(제시된 항목):
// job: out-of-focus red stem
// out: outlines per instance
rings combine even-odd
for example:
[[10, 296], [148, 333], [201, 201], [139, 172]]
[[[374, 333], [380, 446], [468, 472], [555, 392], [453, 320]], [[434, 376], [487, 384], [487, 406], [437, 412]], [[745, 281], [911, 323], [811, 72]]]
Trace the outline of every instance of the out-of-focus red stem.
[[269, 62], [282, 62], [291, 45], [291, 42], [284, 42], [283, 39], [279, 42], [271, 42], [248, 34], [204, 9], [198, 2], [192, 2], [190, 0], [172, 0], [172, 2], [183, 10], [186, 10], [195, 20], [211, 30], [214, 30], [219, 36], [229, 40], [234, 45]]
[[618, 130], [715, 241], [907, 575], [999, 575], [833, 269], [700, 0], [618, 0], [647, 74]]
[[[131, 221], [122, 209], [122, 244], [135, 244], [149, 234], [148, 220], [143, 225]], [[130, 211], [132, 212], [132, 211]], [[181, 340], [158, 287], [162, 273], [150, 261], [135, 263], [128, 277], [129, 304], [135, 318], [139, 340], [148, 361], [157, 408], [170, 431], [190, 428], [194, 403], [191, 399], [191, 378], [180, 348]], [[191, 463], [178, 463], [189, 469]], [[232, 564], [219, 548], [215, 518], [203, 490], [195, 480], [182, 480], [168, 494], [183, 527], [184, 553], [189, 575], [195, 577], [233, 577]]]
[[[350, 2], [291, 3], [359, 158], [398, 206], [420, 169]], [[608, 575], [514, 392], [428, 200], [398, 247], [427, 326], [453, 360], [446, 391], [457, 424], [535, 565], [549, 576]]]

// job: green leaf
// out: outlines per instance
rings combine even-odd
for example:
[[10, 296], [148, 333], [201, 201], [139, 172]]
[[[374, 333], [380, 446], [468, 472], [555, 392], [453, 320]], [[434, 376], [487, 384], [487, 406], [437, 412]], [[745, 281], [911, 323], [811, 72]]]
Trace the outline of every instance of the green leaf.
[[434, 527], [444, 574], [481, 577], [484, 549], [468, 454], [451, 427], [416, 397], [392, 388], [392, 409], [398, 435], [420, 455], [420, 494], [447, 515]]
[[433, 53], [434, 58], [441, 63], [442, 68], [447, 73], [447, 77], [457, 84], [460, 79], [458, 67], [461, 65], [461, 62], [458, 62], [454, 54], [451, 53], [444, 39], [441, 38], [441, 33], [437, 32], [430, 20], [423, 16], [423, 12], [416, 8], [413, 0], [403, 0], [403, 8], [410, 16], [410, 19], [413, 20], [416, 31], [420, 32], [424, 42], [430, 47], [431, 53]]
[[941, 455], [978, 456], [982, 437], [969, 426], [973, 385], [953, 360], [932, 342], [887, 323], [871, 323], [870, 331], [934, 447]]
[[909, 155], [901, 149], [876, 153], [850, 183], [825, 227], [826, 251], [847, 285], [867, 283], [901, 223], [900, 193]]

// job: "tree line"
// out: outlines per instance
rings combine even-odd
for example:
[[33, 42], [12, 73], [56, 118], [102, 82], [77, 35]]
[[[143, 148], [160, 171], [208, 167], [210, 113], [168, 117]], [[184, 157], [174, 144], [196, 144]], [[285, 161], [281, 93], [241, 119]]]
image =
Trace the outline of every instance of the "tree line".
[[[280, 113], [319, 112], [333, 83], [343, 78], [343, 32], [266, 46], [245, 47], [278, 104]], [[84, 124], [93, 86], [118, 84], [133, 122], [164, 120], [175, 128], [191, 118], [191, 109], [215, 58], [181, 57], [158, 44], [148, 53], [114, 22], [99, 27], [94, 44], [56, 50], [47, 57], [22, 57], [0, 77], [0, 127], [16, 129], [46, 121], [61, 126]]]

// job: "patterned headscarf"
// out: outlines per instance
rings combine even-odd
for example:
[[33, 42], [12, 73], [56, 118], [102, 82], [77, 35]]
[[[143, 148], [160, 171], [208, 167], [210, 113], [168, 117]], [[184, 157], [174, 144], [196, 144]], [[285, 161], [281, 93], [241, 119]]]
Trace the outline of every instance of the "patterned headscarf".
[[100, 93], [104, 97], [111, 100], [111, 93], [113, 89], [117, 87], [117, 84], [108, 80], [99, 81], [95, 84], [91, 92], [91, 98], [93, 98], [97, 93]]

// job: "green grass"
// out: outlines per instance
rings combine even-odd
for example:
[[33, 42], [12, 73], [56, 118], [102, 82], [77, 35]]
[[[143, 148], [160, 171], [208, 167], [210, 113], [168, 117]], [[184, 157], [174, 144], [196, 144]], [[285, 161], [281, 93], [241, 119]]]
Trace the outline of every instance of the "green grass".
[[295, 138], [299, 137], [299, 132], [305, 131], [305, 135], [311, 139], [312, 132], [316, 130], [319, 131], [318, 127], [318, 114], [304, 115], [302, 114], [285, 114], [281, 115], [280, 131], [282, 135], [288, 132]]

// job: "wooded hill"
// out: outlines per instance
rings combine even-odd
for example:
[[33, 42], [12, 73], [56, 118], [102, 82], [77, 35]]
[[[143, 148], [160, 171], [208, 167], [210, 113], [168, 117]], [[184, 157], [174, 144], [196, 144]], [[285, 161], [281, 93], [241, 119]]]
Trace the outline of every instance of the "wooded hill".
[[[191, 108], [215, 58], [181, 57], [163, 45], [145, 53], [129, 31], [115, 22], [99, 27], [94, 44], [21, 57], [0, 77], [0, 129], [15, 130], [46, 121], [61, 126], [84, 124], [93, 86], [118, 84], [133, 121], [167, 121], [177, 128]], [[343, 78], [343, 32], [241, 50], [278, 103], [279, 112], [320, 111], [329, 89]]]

(지시 사항): "job: green leaf" 문구가 있는 줄부터 "494], [447, 515]]" 문구가 있는 줄까지(두 줄 포함) 다시 쓰세요. 그중 "every" 문구만 "each" 문구로 바꾸고 나머지는 그대로 두세요.

(답변):
// job: green leaf
// out: outlines per instance
rings combine even-odd
for example:
[[10, 296], [148, 333], [201, 201], [139, 172]]
[[[374, 333], [380, 446], [468, 472], [555, 392], [453, 320]], [[434, 376], [487, 384], [487, 406], [437, 412]], [[745, 281], [911, 323], [811, 72]]]
Trace the outline of each instance of the green leaf.
[[434, 527], [444, 574], [481, 577], [484, 549], [468, 454], [451, 427], [416, 397], [392, 388], [392, 409], [398, 435], [420, 455], [420, 494], [447, 515]]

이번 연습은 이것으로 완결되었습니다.